A honra é tanto um sentimento interno, pelo qual uma pessoa pode se ver inclinado a praticar as virtudes e manter uma conduta proba, como é também entendida como uma espécie de nivelador do tratamento devido a alguém pela sociedade.

Uma pessoa que carrega em si o sentimento de honra se vê como cidadão que cumpre suas obrigações perante a sociedade, exercendo justiça em suas relações interpessoais. Por outro lado, a sociedade pode classificar uma pessoa como menos ou mais honrada a depender de quão bem essa pessoa se adequa às expectativas sociais.

Como bem imaterial, a honra pode ser atingida tanto por palavras como por atos, e por ser um conceito humano que sofre algumas variações em cada modelo familiar e em cada cultura, um mesmo ato praticado a pessoas diversas pode resultar em diferentes graus de ofensa à honra.

Diferente da grande maioria dos crimes tipificados no Código Penal, os crimes contra a honra se processam por ação penal privada, de forma que as vítimas desses crimes, se tiverem interesse na intervenção estatal, deverão saber como agir para que não deixem o seu ofensor livre de responder penalmente pela ofensa praticada.

Igualmente, é de extrema importância que advogados criminalistas conheçam os detalhes de cada tipo penal que integra os crimes contra a honra, e saiba quais os passos necessários para que o autor do delito seja processado criminalmente, para que possam representar os interesses das vítimas dos crimes contra a honra.

- **Enunciado da tarefa**:
Retome o texto sobre os crimes contra a honra e prossiga a redação a partir da última frase apresentada.

- **Material fornecido**:
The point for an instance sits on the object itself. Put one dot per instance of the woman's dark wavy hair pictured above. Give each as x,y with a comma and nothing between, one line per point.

- **Resposta da tarefa**:
Quer conhecer mais sobre o assunto, e sentir maior segurança na defesa dos interesses de uma vítima de crime contra a honra? Veremos, adiante, vários aspectos essenciais dessa espécie de crime, e quais cuidados devem ser tomados na responsabilização penal do ofensor.

Continue a leitura para saber mais! 😉 

O que são os crimes contra a honra?

Protegida constitucionalmente, a honra é um bem tida como inviolável:

CF – Art. 5º […] X – são invioláveis a intimidade, a vida privada, a honra e a imagem das pessoas, assegurado o direito a indenização pelo dano material ou moral decorrente de sua violação;

Enquanto a Constituição Federal eleva a honra ao patamar de garantia individual, o CP promove sua proteção mediante a criminalização de condutas que intentem ofender a honra.

A relevância da honra em nossa sociedade é imensa, sendo que, para algumas pessoas, a honra possui um valor superior ao valor da vida. Essa percepção é verificada na manifestação do político José Alencar, que, após mais de uma década de luta contra o câncer afirmou:

Não tenho medo da morte, eu tenho medo da desonra, que um homem público deve ter medo da desonra, porque um homem honrado, ele não morre nunca, mesmo depois de sepultado, ele continua vivo na memória de todos que o conheceram.” (Folha de S. Paulo online, 2010)

Assim, se tratando de bem relevante tanto para o indivíduo como para a sociedade, posto os membros da sociedade inevitavelmente dispensarão tratamento a cada indivíduo conforme a honra que atribua a cada um, é natural que o Direito Penal busque proteger a honra, seja objetiva ou subjetiva.

Rogério Greco (2022, cap. V) explica que a honra objetiva abarca a imagem que a pessoa entender der perante a sociedade, enquanto a honra subjetiva trata do:

Conceito que a pessoa tem de si mesma, dos valores que ela se auto atribui e que são maculados com o comportamento levado a efeito pelo agente”.

Importante registrar que os crimes contra a honra podem ser praticados por meio da fala e de mensagem escrita, ou mesmo por gestos ou atos simbólicos, conforme ensina Nelson Hungria (1958).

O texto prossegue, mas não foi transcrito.